### [What you have to do]
Only an exact copy of the records below will serve as the answer.

Point localization data:
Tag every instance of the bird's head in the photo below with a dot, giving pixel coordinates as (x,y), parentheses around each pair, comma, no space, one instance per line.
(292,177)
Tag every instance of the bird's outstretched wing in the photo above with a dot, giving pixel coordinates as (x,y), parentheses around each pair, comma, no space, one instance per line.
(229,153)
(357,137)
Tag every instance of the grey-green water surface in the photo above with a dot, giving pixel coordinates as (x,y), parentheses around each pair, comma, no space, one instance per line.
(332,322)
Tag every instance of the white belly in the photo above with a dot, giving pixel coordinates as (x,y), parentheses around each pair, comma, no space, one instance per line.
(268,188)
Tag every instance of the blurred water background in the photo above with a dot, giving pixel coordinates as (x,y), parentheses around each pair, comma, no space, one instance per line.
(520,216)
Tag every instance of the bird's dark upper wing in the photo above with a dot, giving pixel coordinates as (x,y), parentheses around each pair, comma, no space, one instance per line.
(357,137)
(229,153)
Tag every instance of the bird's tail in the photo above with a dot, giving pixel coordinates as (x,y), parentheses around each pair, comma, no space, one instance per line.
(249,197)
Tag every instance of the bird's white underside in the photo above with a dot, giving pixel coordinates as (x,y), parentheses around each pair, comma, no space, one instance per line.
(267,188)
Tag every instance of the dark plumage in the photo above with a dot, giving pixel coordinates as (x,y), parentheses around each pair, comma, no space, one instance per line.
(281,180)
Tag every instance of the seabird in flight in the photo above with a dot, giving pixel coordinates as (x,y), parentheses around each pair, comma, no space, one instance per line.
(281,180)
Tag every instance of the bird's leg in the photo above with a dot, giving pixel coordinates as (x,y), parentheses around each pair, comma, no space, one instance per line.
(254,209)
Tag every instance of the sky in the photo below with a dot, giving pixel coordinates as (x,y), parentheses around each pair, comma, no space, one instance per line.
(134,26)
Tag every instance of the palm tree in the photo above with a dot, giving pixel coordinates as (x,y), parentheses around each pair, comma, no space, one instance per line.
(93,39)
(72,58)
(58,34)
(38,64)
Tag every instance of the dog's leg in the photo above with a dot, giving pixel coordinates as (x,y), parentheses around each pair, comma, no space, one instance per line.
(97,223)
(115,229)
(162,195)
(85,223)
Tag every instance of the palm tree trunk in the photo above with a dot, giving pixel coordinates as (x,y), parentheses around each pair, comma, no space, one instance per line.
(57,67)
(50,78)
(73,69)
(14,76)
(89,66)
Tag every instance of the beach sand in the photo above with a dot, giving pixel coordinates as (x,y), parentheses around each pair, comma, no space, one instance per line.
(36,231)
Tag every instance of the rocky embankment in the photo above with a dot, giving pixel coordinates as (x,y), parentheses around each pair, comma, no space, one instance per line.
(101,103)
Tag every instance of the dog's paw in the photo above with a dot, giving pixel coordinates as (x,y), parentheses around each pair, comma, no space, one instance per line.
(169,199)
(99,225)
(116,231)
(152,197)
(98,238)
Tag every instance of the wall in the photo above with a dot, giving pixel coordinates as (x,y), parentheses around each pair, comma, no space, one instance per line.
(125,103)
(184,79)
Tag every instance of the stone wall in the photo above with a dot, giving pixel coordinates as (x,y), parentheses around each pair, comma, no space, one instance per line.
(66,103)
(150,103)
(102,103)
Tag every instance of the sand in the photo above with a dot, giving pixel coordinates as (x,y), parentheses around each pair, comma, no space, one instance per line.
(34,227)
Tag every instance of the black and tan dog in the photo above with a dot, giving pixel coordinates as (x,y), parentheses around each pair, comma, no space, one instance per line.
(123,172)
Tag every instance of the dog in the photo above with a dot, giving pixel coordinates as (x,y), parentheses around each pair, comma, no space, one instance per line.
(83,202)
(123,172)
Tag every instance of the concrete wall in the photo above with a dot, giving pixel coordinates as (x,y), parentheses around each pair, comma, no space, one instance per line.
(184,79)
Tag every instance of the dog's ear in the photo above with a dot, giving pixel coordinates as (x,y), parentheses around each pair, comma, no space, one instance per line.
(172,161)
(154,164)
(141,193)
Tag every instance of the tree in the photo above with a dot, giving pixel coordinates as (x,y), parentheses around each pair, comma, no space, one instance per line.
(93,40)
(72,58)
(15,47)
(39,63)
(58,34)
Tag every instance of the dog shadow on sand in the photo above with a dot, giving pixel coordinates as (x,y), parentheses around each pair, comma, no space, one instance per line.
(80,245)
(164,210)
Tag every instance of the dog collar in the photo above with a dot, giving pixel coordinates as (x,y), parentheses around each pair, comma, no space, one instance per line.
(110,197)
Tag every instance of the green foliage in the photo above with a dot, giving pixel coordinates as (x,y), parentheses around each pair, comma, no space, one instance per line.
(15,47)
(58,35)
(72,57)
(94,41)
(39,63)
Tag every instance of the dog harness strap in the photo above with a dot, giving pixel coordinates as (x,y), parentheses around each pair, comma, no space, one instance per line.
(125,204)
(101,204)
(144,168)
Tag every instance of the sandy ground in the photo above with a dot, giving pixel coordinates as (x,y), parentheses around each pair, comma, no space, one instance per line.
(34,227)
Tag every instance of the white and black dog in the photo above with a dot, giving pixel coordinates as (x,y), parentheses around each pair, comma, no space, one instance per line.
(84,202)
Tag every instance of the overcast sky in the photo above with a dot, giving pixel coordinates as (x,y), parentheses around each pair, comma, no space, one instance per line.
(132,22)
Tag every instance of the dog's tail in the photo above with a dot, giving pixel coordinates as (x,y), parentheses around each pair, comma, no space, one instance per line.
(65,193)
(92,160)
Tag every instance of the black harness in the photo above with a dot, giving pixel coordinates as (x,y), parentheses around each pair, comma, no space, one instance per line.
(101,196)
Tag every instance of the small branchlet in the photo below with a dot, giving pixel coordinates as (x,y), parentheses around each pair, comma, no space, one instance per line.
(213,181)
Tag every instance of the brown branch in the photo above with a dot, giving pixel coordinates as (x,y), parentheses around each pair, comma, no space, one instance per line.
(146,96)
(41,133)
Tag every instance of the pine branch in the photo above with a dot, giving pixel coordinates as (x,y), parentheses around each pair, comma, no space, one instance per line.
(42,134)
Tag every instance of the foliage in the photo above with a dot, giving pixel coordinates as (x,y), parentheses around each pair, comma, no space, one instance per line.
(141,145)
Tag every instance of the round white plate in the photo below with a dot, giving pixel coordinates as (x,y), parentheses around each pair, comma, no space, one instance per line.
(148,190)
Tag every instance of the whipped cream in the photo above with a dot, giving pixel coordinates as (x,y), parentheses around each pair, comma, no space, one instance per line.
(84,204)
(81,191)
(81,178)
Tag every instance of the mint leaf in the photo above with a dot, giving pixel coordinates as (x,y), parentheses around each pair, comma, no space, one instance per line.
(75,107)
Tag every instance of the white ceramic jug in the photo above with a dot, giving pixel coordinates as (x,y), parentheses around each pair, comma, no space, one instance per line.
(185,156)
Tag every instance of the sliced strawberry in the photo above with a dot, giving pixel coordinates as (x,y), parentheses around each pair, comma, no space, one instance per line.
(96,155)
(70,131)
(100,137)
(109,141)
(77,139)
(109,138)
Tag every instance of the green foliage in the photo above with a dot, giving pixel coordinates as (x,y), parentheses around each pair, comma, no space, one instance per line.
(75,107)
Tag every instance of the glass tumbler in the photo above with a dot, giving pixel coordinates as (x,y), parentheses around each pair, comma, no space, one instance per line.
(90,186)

### [Result of the exercise]
Tag every instance of the bird's head in the photo below with a dot, giving pixel coordinates as (x,y), parentheses around each pair, comma, no space, one instance per line.
(292,177)
Tag every instance of the bird's outstretched wing in the photo above with a dot, giving pixel coordinates as (x,y), parentheses around each pair, comma, no space, one instance per line.
(229,153)
(357,137)
Tag every instance of the grey-green water surface in the photo above with a dot, giving pixel coordinates as (x,y), parentheses around each pair, comma, no space, one instance per line.
(332,322)
Tag every instance of the white belly in the photo above with a dot, giving pixel coordinates as (x,y), parentheses around each pair, comma, no space, one instance per line.
(268,188)
Tag every instance of the blurred water background in the photo above with a dot, giving pixel coordinates as (x,y), parentheses around each pair, comma, no space, one instance per line.
(520,216)
Tag every instance of the bird's dark upper wing in the photo above with a dot, giving pixel coordinates as (x,y), parentheses around each pair, comma, no space, one instance per line.
(357,137)
(229,153)
Tag every instance of the bird's tail in the photo above with a dot, giving pixel coordinates as (x,y), parentheses around each pair, comma, no space, one instance per line.
(249,197)
Tag every instance of the bird's white underside in the photo above with a dot, giving pixel coordinates as (x,y), parentheses around each pair, comma, no space, one instance per line.
(267,188)
Tag every instance of the dark plumage in the photo above with a dot, giving pixel coordinates as (x,y), parentheses around each pair, comma, no space, one instance per line.
(281,180)
Tag every instance of the seabird in flight in the photo above with a dot, giving pixel coordinates as (x,y), parentheses around each pair, comma, no space, one instance per line.
(281,180)
Tag every instance of the bird's leg in the photo above with a dot, giving pixel coordinates as (x,y), parentheses around each pair, comma, no space, one instance per line.
(254,209)
Tag every instance of the sky in the photo below with a dot, giving pixel coordinates as (x,y), parentheses around each pair, comma, no space, one instance per line.
(134,26)
Tag every instance of the palm tree in the photo above with a dot, giving pixel coordinates as (x,y), parentheses around each pair, comma, no space, one instance per line.
(93,39)
(72,58)
(58,34)
(38,64)
Tag every instance of the dog's leg in the photo above with a dot, giving pixel coordinates as (x,y), parentheses around each pair, comma, no space, one instance per line.
(97,223)
(115,229)
(162,195)
(85,223)
Tag every instance of the palm tree trunk in the photo above with a dot, giving pixel coordinates as (x,y), parentheses around each pair, comma, no space, one instance per line.
(57,67)
(50,78)
(73,69)
(14,76)
(89,66)
Tag every instance of the beach sand in the photo above with a dot, giving pixel coordinates as (x,y), parentheses around each pair, comma, no space, one instance per line.
(36,231)
Tag every instance of the rocky embankment in the photo above with a dot, giving pixel coordinates as (x,y), parentheses around each pair, comma, no space, one instance per line.
(101,103)
Tag every instance of the dog's paw in the photo above with a dot, giving pixel coordinates as (x,y), parentheses around each pair, comma, no space, one instance per line.
(169,199)
(99,225)
(116,231)
(152,197)
(98,238)
Tag every instance of the wall in the photo above with a dot, giving pixel coordinates as (x,y), parentheses around each pair, comma, no space, one instance per line.
(125,103)
(184,79)
Tag every instance of the stone wall in the photo above with a dot, giving pixel coordinates as (x,y), parentheses around each pair, comma, no space, one instance per line.
(66,103)
(150,103)
(102,103)
Tag every instance of the sand in the photo above with a dot, giving pixel coordinates as (x,y), parentheses around each pair, comma, no space, one instance per line.
(34,227)
Tag every instance of the black and tan dog in the photo above with a dot, giving pixel coordinates as (x,y), parentheses around each pair, comma, no space, one instance per line.
(123,172)
Tag every instance of the dog in the photo above with a dot, giving pixel coordinates as (x,y), parentheses around each pair, comma, no space, one instance per line.
(83,202)
(123,172)
Tag every instance of the concrete wall in the photo above with a dot, giving pixel coordinates as (x,y), parentheses around each pair, comma, no space, one instance per line.
(184,79)
Tag every instance of the dog's ear in the photo above with a dot, giving pixel coordinates as (x,y), parentheses around each pair, comma, no space, one instance per line.
(172,161)
(154,164)
(141,193)
Tag every instance of the tree in the photo above with a dot, giving pixel coordinates as (x,y), parentheses around each pair, comma, no space, one instance per line.
(93,40)
(72,58)
(15,47)
(39,63)
(58,34)
Tag every instance of the dog shadow on sand in the photo above with a dot, giving pixel coordinates as (x,y), parentheses around each pair, comma, no space, one instance per line.
(80,245)
(164,210)
Tag every instance of the dog collar in the photo above with a dot, giving pixel coordinates as (x,y), parentheses around each pair, comma, no space, one instance per line.
(110,197)
Tag every instance of the green foliage in the photo above with a dot, giving pixel coordinates as (x,y), parentheses around each pair, comma, no space, one instance per line.
(15,47)
(58,35)
(72,57)
(94,41)
(39,63)
Tag every instance of the dog harness strap in the photo above with a dot, giving pixel coordinates as (x,y), parentheses around each pair, comma, no space, one instance per line.
(125,204)
(101,204)
(144,168)
Tag every instance of the sandy ground in the photo above with a dot, giving pixel coordinates as (x,y), parentheses around each pair, comma, no space, one instance per line.
(34,227)
Tag every instance of the white and black dog in the photo above with a dot, giving pixel coordinates as (x,y), parentheses around each pair, comma, no space, one instance per line.
(84,202)
Tag every instance of the overcast sky in the photo above with a dot, giving pixel coordinates as (x,y), parentheses around each pair, comma, no space, one instance per line.
(132,22)
Tag every instance of the dog's tail in the photo above with a dot, giving pixel coordinates as (x,y), parentheses around each pair, comma, no space, one instance per line.
(65,193)
(92,160)
Tag every instance of the black harness in the photo above with a dot, giving pixel coordinates as (x,y), parentheses around each pair, comma, no space, one instance per line.
(101,196)
Tag every instance of the small branchlet in the photo below with a dot, giving pixel coordinates as (x,y), parentheses around each pair, comma, no space, one instance per line.
(213,181)
Tag every instance of the brown branch in the photo above with a dot, giving pixel coordinates as (x,y), parentheses around each pair, comma, no space, one instance per line.
(146,96)
(41,133)
Tag every instance of the pine branch in the photo above with a dot, giving pixel coordinates as (x,y), parentheses around each pair, comma, no space, one instance per line.
(42,134)
Tag every instance of the foliage in the photo above with a dot, giving pixel coordinates as (x,y), parentheses around each pair, comma, no space, one instance per line.
(141,145)
Tag every instance of the round white plate in the photo below with a dot, giving pixel coordinates as (x,y), parentheses around each pair, comma, no space, one instance per line.
(148,190)
Tag every instance of the whipped cream in the photo above with a dot, giving pixel coordinates as (x,y), parentheses around each pair, comma, no space, one instance per line.
(84,204)
(81,191)
(81,178)
Tag every instance of the mint leaf in the photo above with a dot, giving pixel coordinates as (x,y), parentheses around each pair, comma, no space, one instance per line.
(75,107)
Tag every instance of the white ceramic jug in the photo above with a dot, giving pixel coordinates as (x,y), parentheses around each pair, comma, no space, one instance per line.
(185,156)
Tag every instance of the sliced strawberry in the photo above with a dot, giving pixel coordinates as (x,y), parentheses around each pair, comma, no space, one instance per line.
(96,155)
(70,131)
(100,137)
(109,141)
(77,139)
(109,138)
Tag every instance of the green foliage in the photo above with a dot, giving pixel coordinates as (x,y), parentheses around each pair, comma, no space, one instance per line.
(75,107)
Tag every instance of the glass tumbler in the photo above with a dot, giving pixel coordinates as (x,y), parentheses around each pair, comma, no space, one instance per line.
(90,186)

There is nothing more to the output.